* **Supplied passage**:
════════════════
Add TinyOpenFold: GPU Optimization Tutorial with AlphaFold 2 Evoformer by asitav · Pull Request #164 · amd/HPCTrainingExamples

asitav · 2026-05-29T22:55:55Z

Summary

This PR adds TinyOpenFold, a comprehensive educational example demonstrating GPU optimization techniques on AMD GPUs. The tutorial progressively implements an AlphaFold 2 Evoformer architecture from baseline PyTorch to custom Triton kernels.

Key Features

Three Progressive Optimization Stages:
- V1 (Baseline): Clean PyTorch implementation
- V2 (Kernel Fusion): PyTorch-level optimizations with kernel fusion
- V3 (Custom Triton Kernels): Hand-optimized GPU kernels using Triton
Comprehensive Profiling Integration:
- PyTorch Profiler for high-level bottleneck identification
- rocprof-sys for system-level GPU traces and kernel timelines
- rocprofv3 for detailed kernel metrics and launch counts
- rocprof-compute for hardware counter analysis and memory bandwidth
Complete Educational Pipeline:
- Step-by-step optimization tutorial with detailed explanations
- Ablation studies showing individual optimization contributions
- Performance analysis with bottleneck decomposition
- ROCm profiling tool integration at each stage

What's Included

MLExamples/TinyOpenFold/
├── README.md                              # Main documentation
├── ARCHITECTURE.md                        # Evoformer architecture details
├── PERFORMANCE_OPTIMIZATION_TUTORIAL.md   # Complete optimization guide
├── optimization_tutorial.sh               # Automated tutorial script
├── version1_pytorch_baseline/            # Baseline PyTorch (V1)
════════════════
* **To be done**:
(A) Write out the part of the TinyOpenFold pull request that begins at the words "Add TinyOpenFold: GPU" and stops after "custom Triton kernels.".
(B) Answer these questions from the TinyOpenFold pull request, one per line:
(i) What tool is used to write the hand-optimized GPU kernels in V3?
(ii) Which profiling tool is listed for hardware counter analysis and memory bandwidth?
(iii) Which file holds the Evoformer architecture details?
(C) Carry on the TinyOpenFold pull request from the point where it stops.

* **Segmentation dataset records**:
════════════════
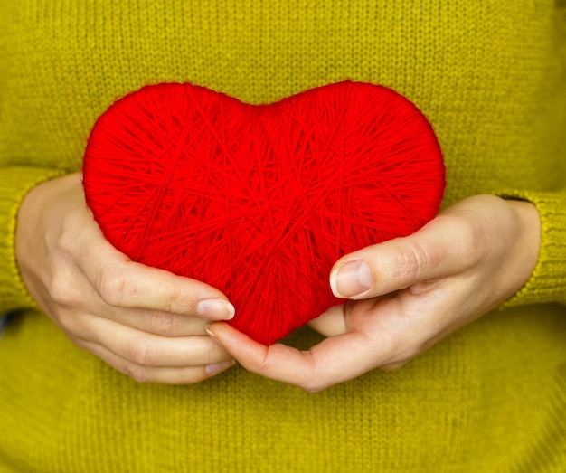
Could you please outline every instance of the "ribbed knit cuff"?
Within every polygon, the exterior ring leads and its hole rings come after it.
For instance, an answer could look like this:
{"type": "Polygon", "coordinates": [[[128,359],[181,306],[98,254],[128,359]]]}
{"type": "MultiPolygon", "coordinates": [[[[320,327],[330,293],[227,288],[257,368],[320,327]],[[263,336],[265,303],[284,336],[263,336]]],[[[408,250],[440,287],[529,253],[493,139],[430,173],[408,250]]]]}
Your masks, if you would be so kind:
{"type": "Polygon", "coordinates": [[[533,203],[541,215],[541,250],[526,284],[503,307],[543,302],[566,304],[566,194],[505,192],[503,198],[533,203]]]}
{"type": "Polygon", "coordinates": [[[25,194],[39,184],[61,175],[37,167],[0,168],[0,317],[36,307],[20,276],[15,260],[16,216],[25,194]]]}

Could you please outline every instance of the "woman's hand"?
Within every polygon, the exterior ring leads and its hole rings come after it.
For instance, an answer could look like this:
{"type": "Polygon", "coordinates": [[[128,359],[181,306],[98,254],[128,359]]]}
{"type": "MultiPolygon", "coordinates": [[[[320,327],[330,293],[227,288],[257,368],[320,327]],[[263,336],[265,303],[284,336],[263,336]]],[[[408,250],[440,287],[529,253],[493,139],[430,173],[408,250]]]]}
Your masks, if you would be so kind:
{"type": "Polygon", "coordinates": [[[103,237],[80,175],[31,191],[16,257],[39,306],[79,346],[138,381],[190,383],[233,364],[205,332],[233,307],[217,289],[131,261],[103,237]]]}
{"type": "Polygon", "coordinates": [[[318,392],[398,368],[496,307],[527,281],[539,246],[534,206],[471,197],[413,235],[338,260],[331,287],[352,300],[311,322],[327,338],[310,350],[265,346],[227,324],[212,323],[209,333],[245,368],[318,392]]]}

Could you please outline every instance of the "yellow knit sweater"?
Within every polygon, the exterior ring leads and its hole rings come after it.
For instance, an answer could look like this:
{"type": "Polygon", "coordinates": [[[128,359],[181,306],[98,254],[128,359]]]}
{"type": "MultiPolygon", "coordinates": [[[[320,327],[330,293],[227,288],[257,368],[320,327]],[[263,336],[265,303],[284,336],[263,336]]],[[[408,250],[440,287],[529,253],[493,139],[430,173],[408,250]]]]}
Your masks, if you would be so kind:
{"type": "Polygon", "coordinates": [[[563,1],[2,0],[0,183],[0,472],[566,471],[563,1]],[[140,384],[33,308],[18,205],[80,169],[116,98],[191,81],[259,103],[344,79],[424,111],[446,205],[496,193],[538,207],[539,263],[505,308],[316,395],[238,367],[140,384]]]}

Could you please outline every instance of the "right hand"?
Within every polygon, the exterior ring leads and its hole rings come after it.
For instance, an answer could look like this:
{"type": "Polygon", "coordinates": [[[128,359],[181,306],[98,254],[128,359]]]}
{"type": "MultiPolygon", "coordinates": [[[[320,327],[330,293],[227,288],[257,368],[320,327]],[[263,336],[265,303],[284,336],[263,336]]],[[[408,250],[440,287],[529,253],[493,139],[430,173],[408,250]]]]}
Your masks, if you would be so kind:
{"type": "Polygon", "coordinates": [[[102,235],[81,175],[33,189],[16,258],[32,297],[77,345],[137,381],[184,384],[233,364],[205,327],[234,308],[219,290],[130,260],[102,235]]]}

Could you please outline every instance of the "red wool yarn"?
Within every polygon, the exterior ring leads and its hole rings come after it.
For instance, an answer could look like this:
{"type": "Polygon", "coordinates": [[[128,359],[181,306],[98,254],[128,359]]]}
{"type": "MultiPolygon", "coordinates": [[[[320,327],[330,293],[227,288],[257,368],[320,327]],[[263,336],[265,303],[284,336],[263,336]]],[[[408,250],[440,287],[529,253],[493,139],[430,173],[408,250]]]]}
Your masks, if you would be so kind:
{"type": "Polygon", "coordinates": [[[96,122],[87,203],[133,260],[214,286],[230,323],[272,344],[340,299],[341,256],[412,233],[445,169],[423,114],[344,81],[250,105],[188,83],[146,86],[96,122]]]}

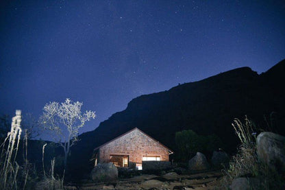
════════════════
* **Answers for this exercise**:
(A)
Add TinyOpenFold: GPU Optimization Tutorial with AlphaFold 2 Evoformer by asitav · Pull Request #164 · amd/HPCTrainingExamples

asitav · 2026-05-29T22:55:55Z

Summary

This PR adds TinyOpenFold, a comprehensive educational example demonstrating GPU optimization techniques on AMD GPUs. The tutorial progressively implements an AlphaFold 2 Evoformer architecture from baseline PyTorch to custom Triton kernels.

(B)
(i) Triton
(ii) rocprof-compute
(iii) ARCHITECTURE.md

(C)
│   ├── tiny_openfold_v1.py
│   ├── run_deepspeed_flops.sh           # FLOPs analysis
│   └── FLOPS_ANALYSIS.md                # FLOPs profiling guide
├── version2_pytorch_fused/               # Kernel fusion (V2)
│   ├── tiny_openfold_v2.py
│   ├── run_rocprofv3.sh                 # Kernel profiling
│   ├── run_rocprof_sys.sh               # System profiling
│   └── run_rocprof_compute.sh           # Hardware counters
└── version3_triton/                      # Custom kernels (V3)
    ├── tiny_openfold_v3.py
    ├── launch_performance_study.sh      # V1/V2/V3 comparison
    └── profiling scripts

Problem Sizes

The tutorial demonstrates optimization across different problem sizes:

Small: 64 residues, 16 MSA sequences, batch size 4
Medium: 128 residues, 32 MSA sequences, batch size 2

Educational Value

This example teaches:

Systematic GPU optimization methodology
Profiling techniques (PyTorch Profiler + ROCm tools)
Kernel fusion strategies with PyTorch
Custom GPU kernel development with Triton
Performance analysis and bottleneck identification
Memory vs. speed trade-offs
AlphaFold 2 Evoformer architecture

Testing

Tested on AMD Instinct MI300X with ROCm 7.2
All three versions produce numerically identical outputs
Includes validation mode (--validate-setup)
Multi-GPU scaling tested (1, 2, 4, 8 GPUs)
Comprehensive profiling integration verified

Documentation

Complete optimization tutorial (PERFORMANCE_OPTIMIZATION_TUTORIAL.md) with step-by-step guide
Architecture documentation (ARCHITECTURE.md)
Version-specific READMEs for each implementation
Automated tutorial script (optimization_tutorial.sh)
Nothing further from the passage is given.